▸ **PROBLEM**:
Restating every entry exactly is the whole task.
MATERIAL PROVIDED section start
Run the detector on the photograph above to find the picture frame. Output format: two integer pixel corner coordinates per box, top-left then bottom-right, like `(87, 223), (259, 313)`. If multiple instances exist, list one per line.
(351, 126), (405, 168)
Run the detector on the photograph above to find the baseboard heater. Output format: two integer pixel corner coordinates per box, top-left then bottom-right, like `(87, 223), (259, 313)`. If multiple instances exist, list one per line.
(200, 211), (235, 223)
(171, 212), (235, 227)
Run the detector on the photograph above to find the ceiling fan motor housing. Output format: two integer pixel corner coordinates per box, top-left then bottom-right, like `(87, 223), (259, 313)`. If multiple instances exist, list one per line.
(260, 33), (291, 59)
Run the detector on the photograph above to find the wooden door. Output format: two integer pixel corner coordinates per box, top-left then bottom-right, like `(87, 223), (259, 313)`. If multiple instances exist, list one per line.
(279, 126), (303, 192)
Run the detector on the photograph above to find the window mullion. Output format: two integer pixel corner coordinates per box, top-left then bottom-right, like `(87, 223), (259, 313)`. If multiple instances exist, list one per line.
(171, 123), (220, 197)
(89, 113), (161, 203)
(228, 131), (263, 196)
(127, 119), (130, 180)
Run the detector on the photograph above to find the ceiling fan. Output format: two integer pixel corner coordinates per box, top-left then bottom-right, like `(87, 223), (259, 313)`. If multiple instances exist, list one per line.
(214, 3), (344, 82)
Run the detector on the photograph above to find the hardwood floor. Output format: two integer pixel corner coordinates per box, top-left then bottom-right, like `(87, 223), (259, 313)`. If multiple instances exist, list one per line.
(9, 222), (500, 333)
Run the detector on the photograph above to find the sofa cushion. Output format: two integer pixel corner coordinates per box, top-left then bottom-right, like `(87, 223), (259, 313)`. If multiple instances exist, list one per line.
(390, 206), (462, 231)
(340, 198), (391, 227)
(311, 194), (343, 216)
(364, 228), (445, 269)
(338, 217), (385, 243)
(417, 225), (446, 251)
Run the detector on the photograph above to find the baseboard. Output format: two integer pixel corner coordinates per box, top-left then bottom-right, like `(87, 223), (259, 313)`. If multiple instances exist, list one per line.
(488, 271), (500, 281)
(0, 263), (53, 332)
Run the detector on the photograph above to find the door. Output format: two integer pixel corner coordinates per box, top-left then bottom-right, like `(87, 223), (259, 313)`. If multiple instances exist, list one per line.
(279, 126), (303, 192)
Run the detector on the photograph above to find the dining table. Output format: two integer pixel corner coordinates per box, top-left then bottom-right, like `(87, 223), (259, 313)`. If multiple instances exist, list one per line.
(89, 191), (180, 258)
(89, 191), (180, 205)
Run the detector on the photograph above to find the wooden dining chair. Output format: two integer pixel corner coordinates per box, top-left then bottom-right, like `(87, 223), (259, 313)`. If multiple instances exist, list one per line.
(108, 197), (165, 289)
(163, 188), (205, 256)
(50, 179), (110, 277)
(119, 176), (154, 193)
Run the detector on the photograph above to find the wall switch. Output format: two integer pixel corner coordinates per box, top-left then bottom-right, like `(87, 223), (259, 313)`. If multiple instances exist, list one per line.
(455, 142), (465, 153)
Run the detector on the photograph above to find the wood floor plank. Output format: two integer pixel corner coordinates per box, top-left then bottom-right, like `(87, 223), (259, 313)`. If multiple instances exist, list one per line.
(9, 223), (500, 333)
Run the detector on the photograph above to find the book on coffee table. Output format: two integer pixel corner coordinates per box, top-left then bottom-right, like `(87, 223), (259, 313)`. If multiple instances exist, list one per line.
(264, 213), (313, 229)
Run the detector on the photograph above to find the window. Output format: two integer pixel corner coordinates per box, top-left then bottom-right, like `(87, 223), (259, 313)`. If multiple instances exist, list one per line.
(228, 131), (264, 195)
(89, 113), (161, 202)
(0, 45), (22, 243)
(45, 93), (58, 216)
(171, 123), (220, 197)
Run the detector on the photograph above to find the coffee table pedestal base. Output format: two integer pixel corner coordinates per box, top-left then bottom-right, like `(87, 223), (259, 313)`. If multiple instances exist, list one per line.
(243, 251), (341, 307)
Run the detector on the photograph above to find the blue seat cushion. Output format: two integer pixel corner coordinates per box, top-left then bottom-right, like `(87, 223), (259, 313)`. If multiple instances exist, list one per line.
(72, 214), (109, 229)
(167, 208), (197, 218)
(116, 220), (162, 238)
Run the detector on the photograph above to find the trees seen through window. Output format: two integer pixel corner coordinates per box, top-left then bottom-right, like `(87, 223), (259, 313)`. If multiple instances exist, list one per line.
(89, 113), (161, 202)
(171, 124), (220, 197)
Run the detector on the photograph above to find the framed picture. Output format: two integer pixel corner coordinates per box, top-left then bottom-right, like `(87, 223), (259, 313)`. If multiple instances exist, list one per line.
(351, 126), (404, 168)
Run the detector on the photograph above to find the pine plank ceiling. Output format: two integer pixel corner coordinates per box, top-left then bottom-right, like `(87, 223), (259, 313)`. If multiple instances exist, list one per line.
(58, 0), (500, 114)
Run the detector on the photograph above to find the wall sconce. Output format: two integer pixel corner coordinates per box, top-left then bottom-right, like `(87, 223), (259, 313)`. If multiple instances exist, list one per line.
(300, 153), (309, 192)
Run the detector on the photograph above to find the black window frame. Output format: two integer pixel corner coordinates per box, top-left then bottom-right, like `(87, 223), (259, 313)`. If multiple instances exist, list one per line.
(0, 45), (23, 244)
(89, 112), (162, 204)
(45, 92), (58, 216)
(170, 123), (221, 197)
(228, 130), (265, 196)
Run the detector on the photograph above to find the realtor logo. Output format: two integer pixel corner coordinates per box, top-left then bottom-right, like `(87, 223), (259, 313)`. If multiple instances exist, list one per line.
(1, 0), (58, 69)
MATERIAL PROVIDED section end
▸ **ANSWER BOX**:
Run the detector on the photograph above to find the picture frame. Output format: two integer pixel corner coordinates per box, top-left then bottom-right, like `(87, 223), (259, 313)`. If multiple instances exist, list one per line.
(351, 126), (405, 168)
Run the detector on the photograph above to find the baseboard heater. Output format: two integer pixel corner coordinates per box, top-left then bottom-right, like `(87, 223), (259, 313)`. If multiple instances exist, list one per line.
(200, 211), (235, 223)
(171, 212), (235, 227)
Run the detector on the photograph above to find the ceiling fan motor housing. Output format: two integer pixel corner coordinates per box, top-left then bottom-right, like `(87, 223), (259, 313)`. If multiple instances exist, list one per line.
(260, 33), (291, 59)
Run the detector on the photograph above to find the wooden door. Output format: two integer pixel corner coordinates per box, top-left then bottom-right, like `(87, 223), (259, 313)`. If multiple instances exist, list one per line.
(279, 126), (303, 192)
Run the detector on the photograph above to find the window mullion. Output format: two integer pixel corner coordinates per box, top-left then bottom-right, like `(87, 223), (259, 313)`. If multiple instances exist, list one per line.
(171, 123), (220, 197)
(89, 113), (161, 203)
(228, 131), (263, 196)
(127, 119), (130, 180)
Run the detector on the photograph above to find the ceiling fan. Output format: two integer pixel corner coordinates per box, top-left then bottom-right, like `(87, 223), (259, 313)`. If multiple instances exist, list one per line.
(214, 3), (344, 82)
Run the detector on the photograph above to find the hardwood floor. Output format: two integer pixel corner coordinates per box, top-left then bottom-right, like `(87, 223), (259, 313)`. If multiple instances exist, list one per line.
(9, 222), (500, 333)
Run the detector on the photograph above to find the sofa cushion. Output format: two integer pixel corner coordinates per box, top-left then bottom-right, like `(87, 223), (259, 313)`. If multiple instances exist, list one per line.
(390, 206), (462, 231)
(340, 198), (391, 227)
(311, 194), (343, 216)
(364, 228), (445, 269)
(338, 217), (385, 243)
(417, 225), (446, 251)
Run the detector on the photograph above to find the baseboard. Output format: two integer pixel corner coordinates per box, top-left then bottom-right, like `(87, 223), (259, 313)`. If multiple instances exist, list one per line.
(488, 271), (500, 281)
(0, 263), (53, 332)
Run the detector on the photograph above to find the door. Output format: two integer pixel corner coordinates per box, top-left then bottom-right, like `(87, 223), (259, 313)`. If multiple instances exist, list one per line.
(279, 126), (303, 192)
Run the detector on the photograph above to find the dining table. Output format: two integer pixel corner coordinates per box, top-left then bottom-right, like `(87, 223), (259, 313)`. If multiple instances exist, list one per line.
(89, 191), (180, 258)
(89, 191), (180, 205)
Run the detector on the photograph above to find the wooden dining chair. Output format: two integer pixel corner coordinates per box, top-left then bottom-right, like `(87, 223), (259, 313)`. If multiple instances exist, list one per line.
(108, 197), (165, 289)
(163, 188), (205, 256)
(50, 179), (110, 277)
(119, 176), (154, 193)
Run the detector on the photograph above to find the wall switch. Output format: two integer pixel corner coordinates per box, top-left then bottom-right, like `(87, 223), (259, 313)`. If multiple instances exist, list one per line.
(455, 142), (465, 153)
Run the detector on the photograph above to find the wood floor plank. Output format: two integer pixel corner coordinates per box, top-left then bottom-right, like `(87, 223), (259, 313)`. If multiple instances exist, list one per line.
(9, 223), (500, 333)
Run the detector on the photograph above to find the book on coffee table. Output format: two integer pixel corner coordinates per box, top-left then bottom-right, like `(87, 223), (259, 313)`. If multiple instances exist, list one per line.
(264, 213), (313, 229)
Run the detector on the photograph above to find the window. Output format: two integer pixel corner coordinates per box, top-left then bottom-right, like `(87, 223), (259, 313)`. If multiple instances exist, list one per line.
(228, 131), (264, 195)
(89, 113), (161, 202)
(0, 45), (22, 243)
(45, 93), (58, 216)
(171, 123), (220, 197)
Run the detector on the photograph above to find the coffee table pedestal base. Output format: two integer pixel corner coordinates per box, top-left then bottom-right, like `(87, 223), (259, 313)`. If multiple instances exist, list one per line.
(243, 251), (341, 307)
Run the detector on the photograph above to find the blue seat cushion. Output format: two integer pixel corner coordinates per box, top-left then bottom-right, like `(87, 223), (259, 313)`. If multiple instances exist, list one per line.
(72, 214), (109, 229)
(167, 208), (197, 218)
(116, 220), (162, 238)
Run the detector on the photograph above to find the trees seen through window. Output format: two integer pixel corner coordinates per box, top-left then bottom-right, like `(87, 223), (259, 313)`. If multiple instances exist, list one per line.
(89, 113), (161, 202)
(171, 124), (220, 197)
Run the detector on the photograph above to find the framed picture. Output format: two integer pixel corner coordinates per box, top-left then bottom-right, like `(87, 223), (259, 313)`. If multiple instances exist, list one per line.
(351, 126), (404, 168)
Run the detector on the photograph above to find the pine plank ceiling. Output format: two integer pixel corner coordinates per box, top-left then bottom-right, like `(87, 223), (259, 313)`. If multiple instances exist, list one per line.
(58, 0), (500, 114)
Run the detector on the photograph above to find the wall sconce. Output format: two integer pixel corner coordinates per box, top-left then bottom-right, like `(87, 223), (259, 313)`. If multiple instances exist, list one per line.
(300, 153), (309, 192)
Run the detector on the photograph above to find the black window frame. Output format: two integer pixel corner coordinates per box, top-left then bottom-right, like `(87, 223), (259, 313)`. If multiple instances exist, list one per line.
(0, 45), (23, 244)
(89, 112), (162, 204)
(45, 92), (58, 216)
(170, 123), (221, 197)
(228, 130), (265, 196)
Run the detector on the photograph above to find the realtor logo. Output format: two integer pixel corner coordinates per box, top-left then bottom-right, like `(87, 223), (259, 313)`. If multiple instances exist, list one per line.
(1, 0), (58, 69)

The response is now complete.